EXERCISE
Restate the records below word for word, and omit the images they hold.

SOURCE MATERIAL
★ ★ ★ ★
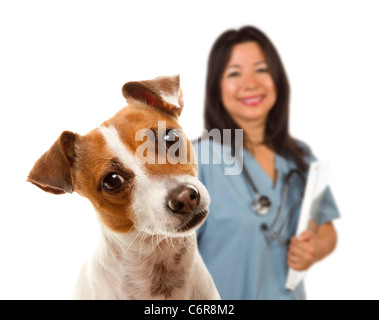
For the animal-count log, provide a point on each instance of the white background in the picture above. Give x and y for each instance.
(63, 64)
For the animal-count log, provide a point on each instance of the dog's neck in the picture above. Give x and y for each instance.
(138, 263)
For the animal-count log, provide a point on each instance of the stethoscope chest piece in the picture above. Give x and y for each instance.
(262, 205)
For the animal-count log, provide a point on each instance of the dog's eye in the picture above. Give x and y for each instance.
(113, 181)
(171, 137)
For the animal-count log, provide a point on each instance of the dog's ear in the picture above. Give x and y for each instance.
(162, 92)
(53, 171)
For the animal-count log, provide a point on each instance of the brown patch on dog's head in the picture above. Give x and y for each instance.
(82, 163)
(162, 92)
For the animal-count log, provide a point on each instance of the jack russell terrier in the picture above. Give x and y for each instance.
(148, 210)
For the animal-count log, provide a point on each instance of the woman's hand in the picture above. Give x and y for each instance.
(302, 251)
(311, 247)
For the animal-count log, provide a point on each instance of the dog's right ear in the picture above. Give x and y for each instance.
(53, 172)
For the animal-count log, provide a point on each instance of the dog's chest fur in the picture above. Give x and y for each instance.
(141, 266)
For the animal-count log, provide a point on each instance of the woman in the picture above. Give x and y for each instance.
(247, 89)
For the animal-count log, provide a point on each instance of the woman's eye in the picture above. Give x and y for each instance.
(262, 70)
(170, 138)
(233, 74)
(113, 181)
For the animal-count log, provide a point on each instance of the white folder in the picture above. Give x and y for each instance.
(314, 191)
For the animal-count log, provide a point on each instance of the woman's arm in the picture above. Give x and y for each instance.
(311, 247)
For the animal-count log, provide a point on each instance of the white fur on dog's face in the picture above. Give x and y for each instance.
(92, 163)
(150, 211)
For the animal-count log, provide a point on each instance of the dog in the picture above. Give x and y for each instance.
(138, 172)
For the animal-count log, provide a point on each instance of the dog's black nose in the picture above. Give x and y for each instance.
(183, 199)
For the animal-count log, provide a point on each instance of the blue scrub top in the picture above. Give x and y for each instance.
(243, 262)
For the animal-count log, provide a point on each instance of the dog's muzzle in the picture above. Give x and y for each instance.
(183, 203)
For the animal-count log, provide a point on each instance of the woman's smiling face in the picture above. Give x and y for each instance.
(247, 89)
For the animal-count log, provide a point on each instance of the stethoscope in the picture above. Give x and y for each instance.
(262, 204)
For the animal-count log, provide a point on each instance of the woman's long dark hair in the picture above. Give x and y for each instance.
(277, 129)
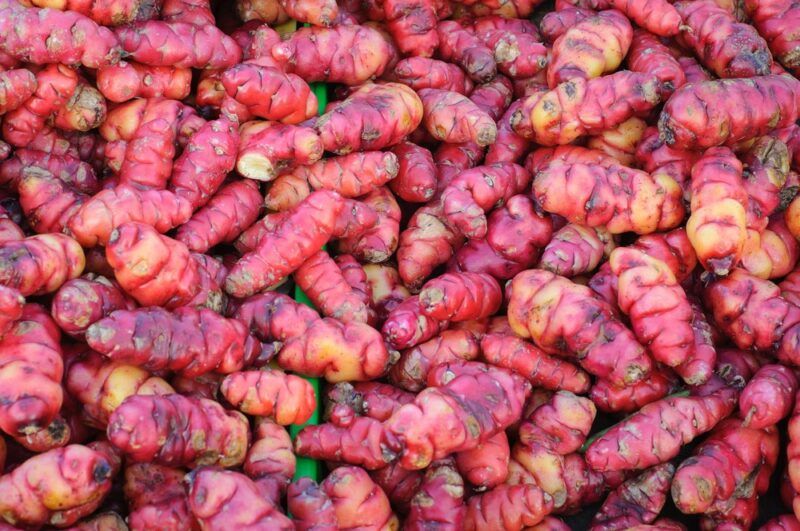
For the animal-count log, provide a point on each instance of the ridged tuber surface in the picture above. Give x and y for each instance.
(648, 54)
(152, 268)
(283, 397)
(767, 397)
(439, 502)
(40, 264)
(441, 420)
(575, 250)
(514, 507)
(637, 501)
(337, 352)
(733, 462)
(125, 81)
(475, 191)
(453, 118)
(511, 352)
(273, 316)
(423, 72)
(311, 508)
(460, 297)
(80, 302)
(43, 36)
(650, 295)
(358, 502)
(579, 107)
(774, 102)
(96, 219)
(228, 213)
(156, 339)
(343, 54)
(268, 149)
(16, 86)
(205, 162)
(143, 428)
(412, 369)
(361, 441)
(729, 48)
(623, 199)
(590, 48)
(178, 44)
(542, 306)
(372, 117)
(321, 279)
(268, 92)
(458, 45)
(221, 499)
(57, 487)
(304, 230)
(656, 433)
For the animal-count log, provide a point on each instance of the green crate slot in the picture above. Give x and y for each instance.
(307, 467)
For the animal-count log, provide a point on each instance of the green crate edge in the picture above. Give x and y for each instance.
(307, 467)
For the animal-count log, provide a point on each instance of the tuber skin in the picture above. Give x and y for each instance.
(178, 44)
(407, 326)
(348, 54)
(156, 340)
(732, 462)
(590, 48)
(337, 352)
(676, 419)
(96, 219)
(16, 86)
(767, 397)
(268, 149)
(40, 264)
(422, 72)
(392, 110)
(486, 465)
(648, 204)
(285, 398)
(171, 278)
(323, 281)
(650, 295)
(267, 92)
(648, 54)
(100, 385)
(411, 371)
(81, 41)
(221, 498)
(738, 50)
(299, 235)
(311, 508)
(82, 301)
(532, 313)
(233, 208)
(426, 433)
(453, 118)
(579, 107)
(57, 487)
(361, 441)
(439, 502)
(458, 297)
(358, 502)
(637, 501)
(205, 162)
(575, 250)
(125, 81)
(142, 427)
(511, 352)
(775, 101)
(458, 45)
★ ★ ★ ★
THE RESPONSE
For the animal-count log, provide a point on each instance of the white background in the picture above. Give x and y for each instance.
(63, 64)
For the animal-count log, provide a point on each instance of the dog's neck in the picture above. Give x and y for each instance.
(138, 263)
For the animal-count log, provide a point on each instance of the stethoscope chest piece in the picture above. Give x and y for each instance.
(262, 205)
For the animal-count log, provide a point on each instance of the dog's eye in the picture above. Give x and y for each instance.
(113, 181)
(171, 137)
For the animal-count log, provide a point on each instance of the dog's ear in the picture above. Give x and y for each instance.
(162, 92)
(53, 171)
For the animal-count log, provide a point on each instance of the brown patch on dog's head in the picture above. Give x and y for each instance.
(82, 163)
(162, 92)
For the animal-count log, provide a point on each instance of the jack russell terrier in the picture above. Give x and y for each instance.
(148, 210)
For the animal-count log, provide a point on each instance of the woman's hand in the picture above. Give x and y for each instance.
(302, 251)
(311, 247)
For the animal-count log, provide a point on each instance of the dog's right ear in the picture above. Give x and y for each instance.
(53, 172)
For the animal-count log, provide a point on each instance of the dog's chest fur in the picture above. Give x and y for each instance.
(141, 266)
For the animal-count log, provide a point on each instance of the woman in the picture above. Give x and y for each instance.
(247, 89)
For the animal-count log, provide a point on each instance of the woman's eye in the picture above. Give x and y for each instance.
(262, 70)
(170, 138)
(233, 74)
(113, 181)
For the animal-count log, provide a point on each instance of the white folder in the picture above. Give x and y for each instance.
(314, 191)
For the animal-count log, provide a point on each instance of the woman's arm in the picture above. Give x and y for each instance.
(311, 247)
For the animal-count log, provide a point on each instance of the white fur on dog's face in the picture above. Give x and y for each instance.
(92, 163)
(150, 211)
For the animal-count log, provide a point on each instance of the dog in the picture above. Give x and y for each instance.
(138, 172)
For the animal-count log, provide a point on each instance of the dog's black nose in the picture above. Give x and y for each instance.
(183, 199)
For the animal-count log, provide a point on each instance of the blue scrub top in the picture above. Give x and y for each instance.
(243, 262)
For the animal-count log, provide a point on each instance of the dog's muzzle in the picture above. Give x and y for each instance.
(183, 203)
For the animal-count log, provide a point on each instance of the woman's smiling face in the picture above. Give x and y for each instance.
(247, 89)
For the animal-count log, provide a point on each instance of the stethoscope in the picture above. Give x and y for each instance.
(262, 204)
For the animal-count log, provide a point on each instance of the woman's long dark hair in the picture above. Give x and y for each instance.
(277, 129)
For the animal-count log, provide a point on each instance of the ridged tuber surface in the picture above. Give x and y for each instance.
(648, 54)
(152, 268)
(283, 397)
(767, 397)
(439, 502)
(40, 264)
(441, 420)
(575, 250)
(514, 507)
(637, 501)
(337, 352)
(733, 462)
(125, 81)
(475, 191)
(453, 118)
(511, 352)
(273, 316)
(423, 72)
(311, 508)
(460, 297)
(80, 302)
(43, 36)
(650, 295)
(358, 502)
(579, 107)
(774, 102)
(96, 219)
(228, 213)
(156, 339)
(343, 54)
(268, 149)
(16, 86)
(205, 162)
(143, 428)
(412, 369)
(361, 441)
(729, 48)
(623, 199)
(590, 48)
(178, 44)
(542, 306)
(372, 117)
(321, 279)
(268, 92)
(458, 45)
(221, 499)
(57, 487)
(304, 230)
(656, 433)
For the animal-count log, provide a point on each instance of the green crate slot in the picture above. Give x and y for each instance.
(307, 467)
For the animal-count log, provide a point on each instance of the green crate edge in the picture above. Give x and y for each instance.
(307, 467)
For the animal-count log, provide a point on each instance of the tuber skin in the picture above. Give x and y for each instance.
(178, 44)
(407, 326)
(348, 54)
(156, 340)
(732, 462)
(590, 48)
(337, 352)
(676, 419)
(96, 219)
(16, 86)
(767, 397)
(268, 149)
(40, 264)
(422, 72)
(392, 110)
(486, 465)
(648, 204)
(285, 398)
(171, 278)
(323, 281)
(650, 295)
(267, 92)
(648, 54)
(100, 385)
(411, 371)
(81, 41)
(221, 498)
(738, 50)
(299, 235)
(311, 508)
(82, 301)
(532, 313)
(233, 208)
(426, 433)
(453, 118)
(579, 107)
(57, 487)
(361, 441)
(439, 502)
(458, 297)
(358, 502)
(637, 501)
(205, 162)
(575, 250)
(125, 81)
(142, 427)
(511, 352)
(775, 101)
(458, 45)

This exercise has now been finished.